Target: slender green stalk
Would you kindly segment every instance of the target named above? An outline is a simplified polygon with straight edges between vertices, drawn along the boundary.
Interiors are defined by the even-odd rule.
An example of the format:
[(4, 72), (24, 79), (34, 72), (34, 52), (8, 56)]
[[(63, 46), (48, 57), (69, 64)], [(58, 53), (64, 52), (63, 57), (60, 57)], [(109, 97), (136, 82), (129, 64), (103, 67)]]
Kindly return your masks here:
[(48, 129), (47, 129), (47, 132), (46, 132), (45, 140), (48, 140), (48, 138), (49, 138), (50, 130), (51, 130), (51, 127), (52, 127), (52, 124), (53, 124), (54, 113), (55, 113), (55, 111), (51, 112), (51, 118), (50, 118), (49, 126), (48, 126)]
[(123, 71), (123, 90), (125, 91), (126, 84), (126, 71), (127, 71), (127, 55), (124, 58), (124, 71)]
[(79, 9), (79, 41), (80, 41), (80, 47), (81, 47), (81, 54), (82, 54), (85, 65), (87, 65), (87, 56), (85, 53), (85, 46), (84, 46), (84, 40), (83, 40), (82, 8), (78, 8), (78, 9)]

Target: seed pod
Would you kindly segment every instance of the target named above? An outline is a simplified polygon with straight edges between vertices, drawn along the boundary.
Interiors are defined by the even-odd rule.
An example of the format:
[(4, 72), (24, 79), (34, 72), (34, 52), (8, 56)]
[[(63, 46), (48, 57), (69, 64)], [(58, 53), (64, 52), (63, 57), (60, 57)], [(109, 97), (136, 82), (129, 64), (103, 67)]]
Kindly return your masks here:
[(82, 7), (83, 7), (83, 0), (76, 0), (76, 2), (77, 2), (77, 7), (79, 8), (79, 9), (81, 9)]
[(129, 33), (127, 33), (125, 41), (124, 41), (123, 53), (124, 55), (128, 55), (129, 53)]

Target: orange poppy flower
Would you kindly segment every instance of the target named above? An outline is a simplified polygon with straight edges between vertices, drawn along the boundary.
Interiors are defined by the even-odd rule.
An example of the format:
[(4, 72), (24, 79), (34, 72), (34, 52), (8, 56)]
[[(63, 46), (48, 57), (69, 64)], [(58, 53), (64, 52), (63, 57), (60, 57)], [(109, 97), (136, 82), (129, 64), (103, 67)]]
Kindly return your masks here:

==

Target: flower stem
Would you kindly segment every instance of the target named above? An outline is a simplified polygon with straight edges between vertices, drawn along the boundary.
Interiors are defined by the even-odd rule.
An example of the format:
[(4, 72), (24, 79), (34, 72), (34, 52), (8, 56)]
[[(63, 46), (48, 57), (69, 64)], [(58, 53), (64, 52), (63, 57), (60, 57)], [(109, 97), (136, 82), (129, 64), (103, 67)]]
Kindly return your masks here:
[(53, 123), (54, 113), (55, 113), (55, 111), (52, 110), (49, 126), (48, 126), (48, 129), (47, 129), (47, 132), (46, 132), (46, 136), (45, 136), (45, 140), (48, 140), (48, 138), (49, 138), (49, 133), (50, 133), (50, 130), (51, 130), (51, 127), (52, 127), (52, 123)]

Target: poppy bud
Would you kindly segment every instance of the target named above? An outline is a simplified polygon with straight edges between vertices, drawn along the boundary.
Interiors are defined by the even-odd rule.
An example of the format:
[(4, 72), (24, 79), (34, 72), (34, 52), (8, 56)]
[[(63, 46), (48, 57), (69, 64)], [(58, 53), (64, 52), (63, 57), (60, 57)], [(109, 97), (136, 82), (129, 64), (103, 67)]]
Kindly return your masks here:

### Objective:
Render the records as a JSON list of strings, one string per line, starting at the line that contains "Target: slender green stalk" and stopping after the line that contains "55), (129, 53)]". Leave out any blank lines.

### Problem solution:
[
  "Target: slender green stalk",
  "Would you kindly segment every instance of the target named above? An outline is a simplified polygon with straight edges between vertices, drawn along the boundary.",
  "Interiors are defined by the even-odd rule.",
  "An example of the format:",
  "[(4, 72), (24, 79), (34, 72), (34, 52), (8, 56)]",
  "[[(63, 46), (48, 57), (69, 64)], [(58, 53), (64, 52), (63, 57), (60, 57)], [(109, 97), (136, 82), (129, 64), (103, 67)]]",
  "Kindly return your masks here:",
  "[(48, 129), (47, 129), (47, 132), (46, 132), (45, 140), (48, 140), (48, 138), (49, 138), (50, 130), (51, 130), (51, 127), (52, 127), (52, 124), (53, 124), (54, 113), (55, 113), (55, 111), (51, 112), (51, 118), (50, 118), (49, 126), (48, 126)]",
  "[(123, 71), (123, 90), (125, 91), (126, 84), (126, 71), (127, 71), (127, 55), (124, 58), (124, 71)]",
  "[(79, 9), (79, 41), (80, 41), (80, 47), (81, 47), (81, 54), (82, 54), (85, 65), (87, 65), (87, 56), (85, 53), (85, 46), (84, 46), (84, 40), (83, 40), (82, 8), (78, 8), (78, 9)]",
  "Target: seed pod",
  "Would you kindly segment every instance of the target named above? An outline is a simplified polygon with straight edges between vertices, drawn along the boundary.",
  "Interiors are defined by the even-odd rule.",
  "An example of the format:",
  "[(4, 72), (24, 79), (34, 72), (34, 52), (8, 56)]",
  "[[(63, 46), (48, 57), (69, 64)], [(58, 53), (64, 52), (63, 57), (60, 57)], [(109, 97), (136, 82), (129, 64), (103, 67)]]",
  "Kindly return your masks here:",
  "[(82, 7), (83, 7), (83, 0), (76, 0), (76, 2), (77, 2), (77, 7), (79, 8), (79, 9), (81, 9)]",
  "[(129, 33), (127, 33), (125, 41), (124, 41), (123, 53), (124, 55), (128, 55), (129, 53)]"
]